Tasks to carry out:
a - In the linear algebra text below, which theorem allows the lemma on $\text{Spec}(f(A))$ to be proved without the Jordan canonical form?
b - Continue the linear algebra text below from its final sentence.

Text provided:
Note that $\forall 1\le k\le l-1, B_{l-1}(i,k)=0$ (induction hypothesis), and that $\forall l\le k\le n, (A-a_{ll}I)(k,j)=0$, both $(1)$ and $(2)$ are zero, and so $B_{l}(i,j)=0$. Therefore, the first $l$ column of $B_l$ are all $0$. $\blacksquare$

Thanks to Schur's theorem, we can prove the following lemma without using the Jordan canonical form.

Lemma. Let $A\in M_{n\times n}(\mathbb{C})$ and $\text{Spec}(A)=\{\lambda_1,\cdots,\lambda_n\}$ (multiset). Then for any polynomial $f$ over $\mathbb{C}$, we have $\text{Spec}(f(A))=\{f(\lambda_1),\cdots,f(\lambda_n)\}$. $\blacksquare$

Next proposition serves as a preparation for Corollary 3: Jordan Canonical Form. It is our removal rule.

Proposition. Let $F$ be any subfield of $\mathbb{C}$. Let $A\in M_{m\times m}(F),B\in M_{n\times n}(F)$ be two square matrices. Let $p_A,p_B$ be the characteristic polynomials of $A,B$. If $\text{gcd}(p_A,p_B)=1$ over $F$, then for any $M\in M_{m\times n}(F)$, the matrix $\begin{pmatrix}A & M\\O & B\end{pmatrix}$ is similar to $\begin{pmatrix}A & O\\O & B\end{pmatrix}$ as matrices in $M_{(m+n)\times (m+n)}(F)$. (Note that if $F=\mathbb{C}$, then the condition is equivalent to $\text{Spec}(A)\cap \text{Spec}(B)=\varnothing$.)

Information provided:
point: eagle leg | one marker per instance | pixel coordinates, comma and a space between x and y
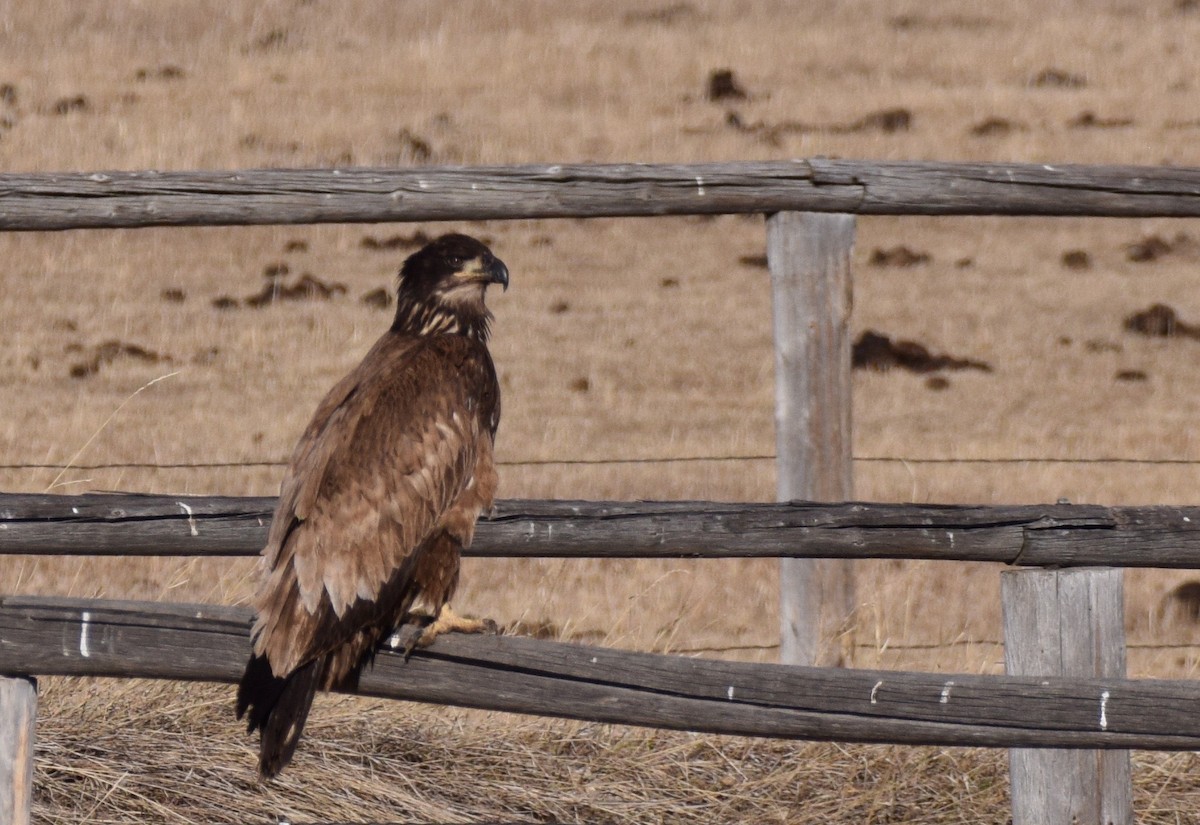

Expected responses:
a - Schur's theorem.

b -
Proof. If the Sylvester equation $AX-XB=M$ has a solution, then

\[\begin{pmatrix}I_m & X\\O & I_n\end{pmatrix}\begin{pmatrix}A & M\\O & B\end{pmatrix}\begin{pmatrix}I_m & -X\\O & I_n\end{pmatrix}=\begin{pmatrix}A & O\\O & B\end{pmatrix} \]

and thus the two matrices are similar. (In fact, the converse is also true, but much more difficult. It's called Roth's removal rule. The proof can be find in Parasolov's book.) Consider the linear operator

\[\varphi:M_{m\times n}(F)\to M_{m\times n}(F)\quad X\mapsto AX-XB \]

We need to show that $\varphi$ is surjective. It suffices to show that $\varphi$ is injective, i.e., if $AX=XB$, then $X=O$. Note that $A^2X=A(AX)=A(XB)=(AX)B=(XB)B=XB^2$, and $A^3X=A(A^2X)=A(XB^2)=(AX)B^2=(XB)B^2=XB^3$, etc. Thus, for any polynomial $f$ over $F$, we have $f(A)X=Xf(B)$. Let $m_A,m_B$ to be the minimal polynomials of $A,B$ over $F$. Then $\text{gcd}(m_A,m_B)=1$ and $m_B(A)X=Xm_B(B)=O$. We show that $m_B(A)$ is invertible and therefore $X=O$. Assume for the contrary that $0$ is an eigenvalue of $m_B(A)$. Since that the minimal polynomial of $A$ over $\mathbb{C}$ equals $m_{A}$, by the lemma above there exists $\lambda\in \mathbb{C}$ such that $m_A(\lambda)=0$ and $m_B(\lambda)=0$, and clearly $\lambda\notin F$. Let $h$ be the minimal polynomial of $\lambda$ over $F$, then $h|m_A$ and $h|m_B$, contradicting $\text{gcd}(m_A,m_B)=1$. $\blacksquare$

Remark 1 (Minimal Polynomial). If $E/F$ is a field extension and $A\in M_{n\times n}(F)$, then the minimal polynomial of $A$ over $E$ equals the minimal polynomial of $A$ over $F$.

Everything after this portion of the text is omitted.